▶ **Required tasks**
[1] Decide whether each statement (a), (b) and (c) agrees with the Schemaball passage. Answer yes or no for each, and quote the passage's deciding words.
(a) Schemaball is a Perl script that uses GD to draw its schema views.
(b) In the schema view, tables are placed around a circle in order of size.
(c) Schemaball can get links between tables only from a file listing the table pairs.
[2] Continue the Schemaball passage, beginning right after its final sentence.

▶ **Given passage**

Schemaball was published in SysAdmin Magazine (Krzywinski, M. Schemaball: A New Spin on Database Visualization (2004) Sysadmin Magazine Vol 13 Issue 08). Who cites Schemaball?
Schemaball is a Perl script which uses GD to generate static, circularly formatted SQL database schema views. Schemaball is well-suited for use in publications, online or print, presentations or schema development. Schemaball is suitable for visualizing schemas of all sizes.
To illustrate the features of schemaball, I'll use our ugene MySQL database (middle schema in the above figure). In the schema view below, the tables can be seen organized around a circle in alphabetical order. Tables which are linked by foreign key relationships — I'll get to how this is done in MySQL in a moment — are linked using bezier curves. In the view below, neighbours and next-neighbours of the Clone table are highlighted.
The simplest schema ball is one in which the table glyphs are shown without links. I find this view to be useful as a design template. I can print a few copies out and draw possible table relationships as I work on a schema.
Tables can be hidden from the schema ball using regular expressions that are applied to the table names. In this case I've removed all tables which have the letter "a" in them.
One of the main features of schemaball is the ability to visualize links between tables. Schemaball can parse these links from the schema structure itself (CONSTRAINT table options), using field names (if you've named your foreign keys using some convention), or from a file listing the table pairs.

▶ **Dataset items**
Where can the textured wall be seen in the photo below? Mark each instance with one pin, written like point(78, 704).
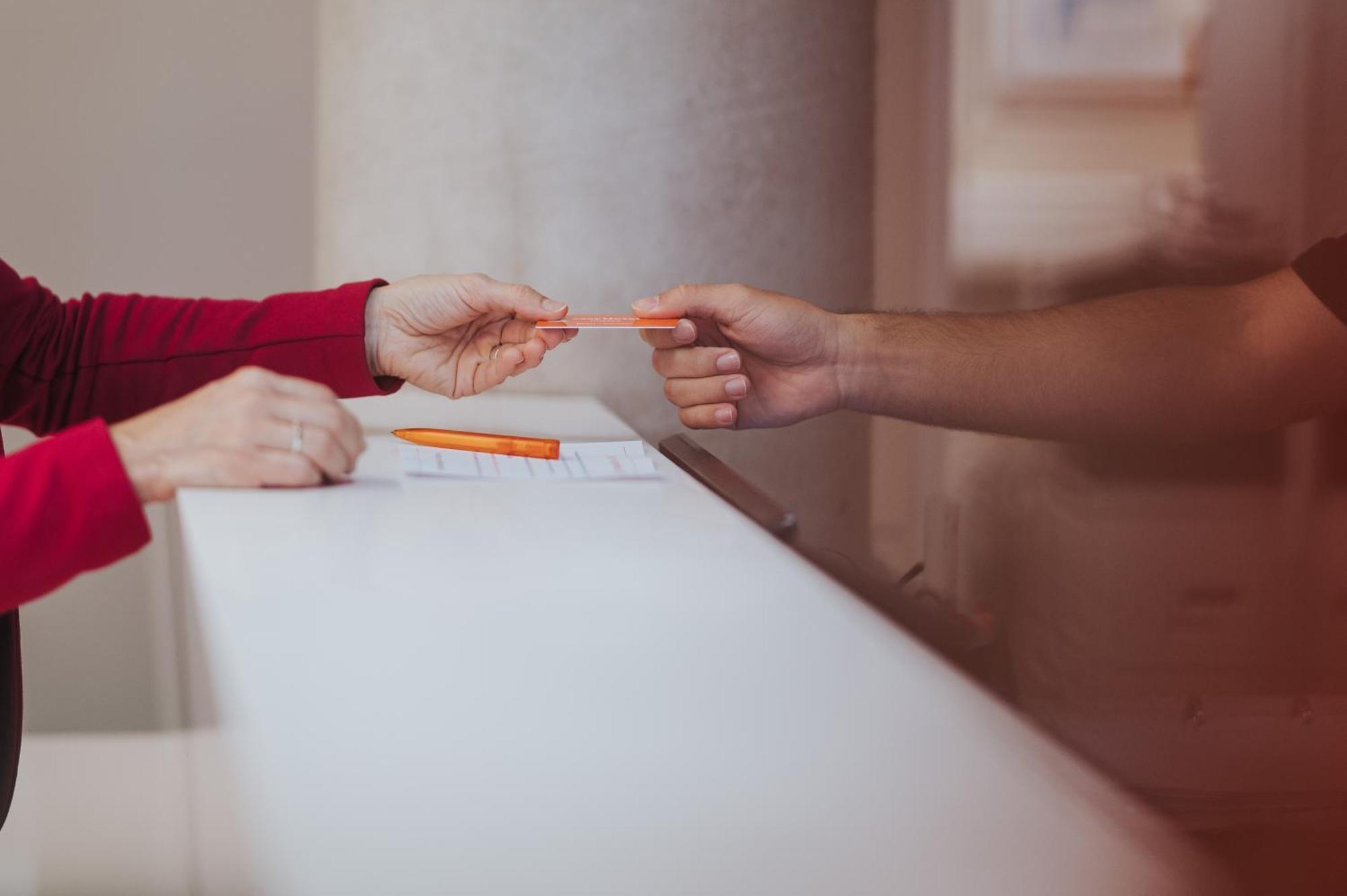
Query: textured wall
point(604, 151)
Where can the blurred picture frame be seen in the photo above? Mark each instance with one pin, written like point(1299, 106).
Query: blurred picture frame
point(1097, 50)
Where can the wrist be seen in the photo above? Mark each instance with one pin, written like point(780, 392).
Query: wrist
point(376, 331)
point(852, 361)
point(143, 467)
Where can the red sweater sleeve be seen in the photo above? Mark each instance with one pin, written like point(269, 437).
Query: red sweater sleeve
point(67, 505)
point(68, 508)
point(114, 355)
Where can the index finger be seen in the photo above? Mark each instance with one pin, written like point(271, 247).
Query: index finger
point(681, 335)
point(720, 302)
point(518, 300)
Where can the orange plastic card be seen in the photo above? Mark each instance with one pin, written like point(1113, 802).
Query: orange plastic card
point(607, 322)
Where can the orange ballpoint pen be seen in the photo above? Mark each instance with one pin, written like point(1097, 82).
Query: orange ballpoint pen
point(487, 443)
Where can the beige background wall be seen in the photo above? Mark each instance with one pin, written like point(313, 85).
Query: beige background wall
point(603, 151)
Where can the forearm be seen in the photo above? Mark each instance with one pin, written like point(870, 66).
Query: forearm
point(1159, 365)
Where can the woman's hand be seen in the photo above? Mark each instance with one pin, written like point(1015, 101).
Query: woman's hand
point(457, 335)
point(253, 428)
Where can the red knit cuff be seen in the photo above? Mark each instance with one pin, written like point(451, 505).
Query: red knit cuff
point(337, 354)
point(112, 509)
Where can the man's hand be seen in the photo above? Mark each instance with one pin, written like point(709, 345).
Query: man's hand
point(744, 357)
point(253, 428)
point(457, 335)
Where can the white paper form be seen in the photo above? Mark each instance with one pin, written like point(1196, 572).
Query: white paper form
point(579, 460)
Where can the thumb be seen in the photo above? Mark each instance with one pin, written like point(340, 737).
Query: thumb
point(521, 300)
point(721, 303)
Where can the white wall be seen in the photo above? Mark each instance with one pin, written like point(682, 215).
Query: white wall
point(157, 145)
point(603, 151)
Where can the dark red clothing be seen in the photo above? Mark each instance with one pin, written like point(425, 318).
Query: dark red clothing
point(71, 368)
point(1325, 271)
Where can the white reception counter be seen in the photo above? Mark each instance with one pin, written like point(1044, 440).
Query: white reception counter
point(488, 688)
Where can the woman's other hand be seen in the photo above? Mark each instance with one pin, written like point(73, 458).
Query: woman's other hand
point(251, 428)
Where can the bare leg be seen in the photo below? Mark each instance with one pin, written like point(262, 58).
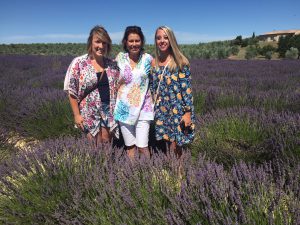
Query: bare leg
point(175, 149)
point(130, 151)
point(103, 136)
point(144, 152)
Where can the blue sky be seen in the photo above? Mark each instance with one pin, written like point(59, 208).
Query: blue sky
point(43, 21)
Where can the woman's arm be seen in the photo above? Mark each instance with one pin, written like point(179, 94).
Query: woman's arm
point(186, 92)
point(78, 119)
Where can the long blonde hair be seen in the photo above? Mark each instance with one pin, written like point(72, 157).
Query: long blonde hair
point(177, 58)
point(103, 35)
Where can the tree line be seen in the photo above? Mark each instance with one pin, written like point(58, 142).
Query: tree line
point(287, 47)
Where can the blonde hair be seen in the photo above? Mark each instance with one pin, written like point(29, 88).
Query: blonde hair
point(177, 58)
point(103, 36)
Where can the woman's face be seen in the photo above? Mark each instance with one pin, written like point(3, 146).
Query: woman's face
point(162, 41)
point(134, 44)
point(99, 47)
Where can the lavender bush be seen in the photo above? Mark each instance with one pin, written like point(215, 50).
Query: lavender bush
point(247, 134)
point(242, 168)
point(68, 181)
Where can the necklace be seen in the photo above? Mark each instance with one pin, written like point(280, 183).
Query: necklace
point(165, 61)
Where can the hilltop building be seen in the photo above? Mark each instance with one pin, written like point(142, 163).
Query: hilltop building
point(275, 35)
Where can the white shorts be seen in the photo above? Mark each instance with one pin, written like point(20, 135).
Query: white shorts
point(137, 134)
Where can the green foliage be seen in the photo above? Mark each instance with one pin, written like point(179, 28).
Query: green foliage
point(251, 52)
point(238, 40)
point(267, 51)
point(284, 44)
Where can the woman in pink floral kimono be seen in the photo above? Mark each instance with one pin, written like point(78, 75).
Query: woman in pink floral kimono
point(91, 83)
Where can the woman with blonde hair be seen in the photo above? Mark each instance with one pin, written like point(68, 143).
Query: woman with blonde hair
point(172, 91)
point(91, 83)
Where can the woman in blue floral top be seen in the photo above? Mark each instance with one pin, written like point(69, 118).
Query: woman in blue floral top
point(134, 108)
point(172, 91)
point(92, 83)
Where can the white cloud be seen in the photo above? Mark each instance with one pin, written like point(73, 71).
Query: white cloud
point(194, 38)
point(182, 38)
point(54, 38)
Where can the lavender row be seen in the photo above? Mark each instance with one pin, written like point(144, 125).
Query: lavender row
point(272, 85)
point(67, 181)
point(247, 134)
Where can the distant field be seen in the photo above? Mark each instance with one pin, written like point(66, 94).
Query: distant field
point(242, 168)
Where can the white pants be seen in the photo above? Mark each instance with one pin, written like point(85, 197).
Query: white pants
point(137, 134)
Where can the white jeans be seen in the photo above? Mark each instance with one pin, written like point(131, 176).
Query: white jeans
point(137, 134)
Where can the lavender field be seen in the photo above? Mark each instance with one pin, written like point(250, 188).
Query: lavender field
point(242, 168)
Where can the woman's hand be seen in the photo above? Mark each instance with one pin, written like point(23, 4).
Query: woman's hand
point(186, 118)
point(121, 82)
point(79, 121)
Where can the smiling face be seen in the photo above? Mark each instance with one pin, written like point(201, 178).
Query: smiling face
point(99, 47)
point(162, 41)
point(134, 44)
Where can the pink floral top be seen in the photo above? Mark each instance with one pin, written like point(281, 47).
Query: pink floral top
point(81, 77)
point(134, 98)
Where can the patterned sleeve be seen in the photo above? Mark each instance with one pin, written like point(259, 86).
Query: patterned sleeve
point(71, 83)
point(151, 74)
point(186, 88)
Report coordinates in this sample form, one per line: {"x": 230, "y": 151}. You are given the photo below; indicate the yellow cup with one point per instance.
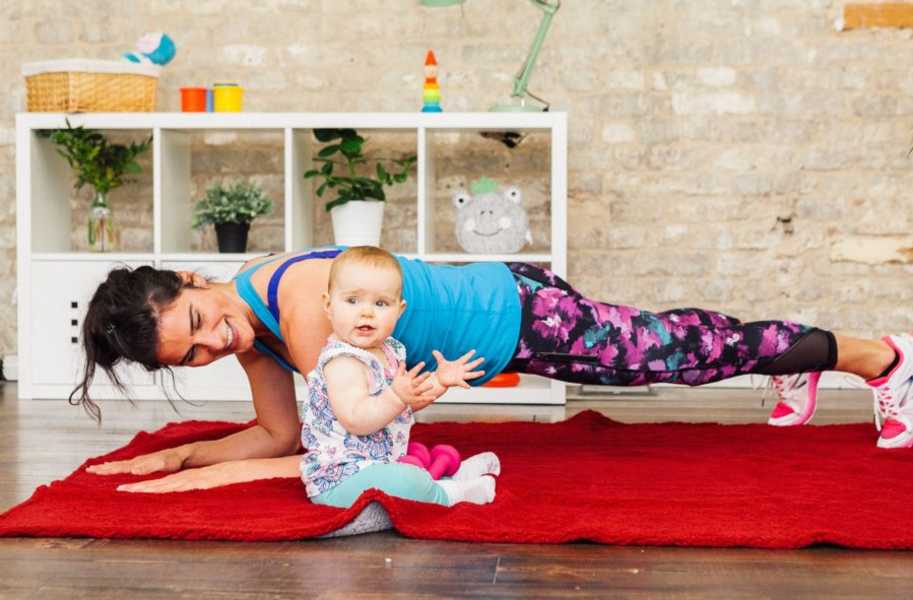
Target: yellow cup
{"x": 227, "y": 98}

▶ **Expected responses**
[1]
(a) Yes: "Schemaball is a Perl script which uses GD to generate static, circularly formatted SQL database schema views."
(b) No: "the tables can be seen organized around a circle in alphabetical order."
(c) No: "Schemaball can parse these links from the schema structure itself (CONSTRAINT table options), using field names (if you've named your foreign keys using some convention), or from a file listing the table pairs."

[2]
The curvature of the Bezier lines can be adjusted using a parameter which controls the distance from the center of the schema ball of the middle point on the Bezier curve.
Schemaball is very flexible. You can turn off the table glyphs and labels and have your schema turned into Bezier art.
If you are paranoid about your intellectual property but would like to show the complexity of your schema to impress your competitors, you can anonymize the labels.
You can specify the colour characteristics of the features in the schema ball. Let's switch to a soothing blue theme. The table glyphs can be stroked and the link lines made thicker.
Tables can be highlighted using regular expressions, which are applied to the table names. Below, I show how three different table groups can be highlighted.
Tables can be hidden from the schema ball. This feature is useful if you have a lot of tables and would like to focus on the relationships between a subset of tables. Hiding is implemented in two ways: making tables in the schema ball invisible, but retaining a gap in the schema ball where the invisible table glyph is, or removing the table from the schema ball altogether and rearranging the other tables to fill the ball. Hiding is controlled using regular expression, in the same way as highlighting.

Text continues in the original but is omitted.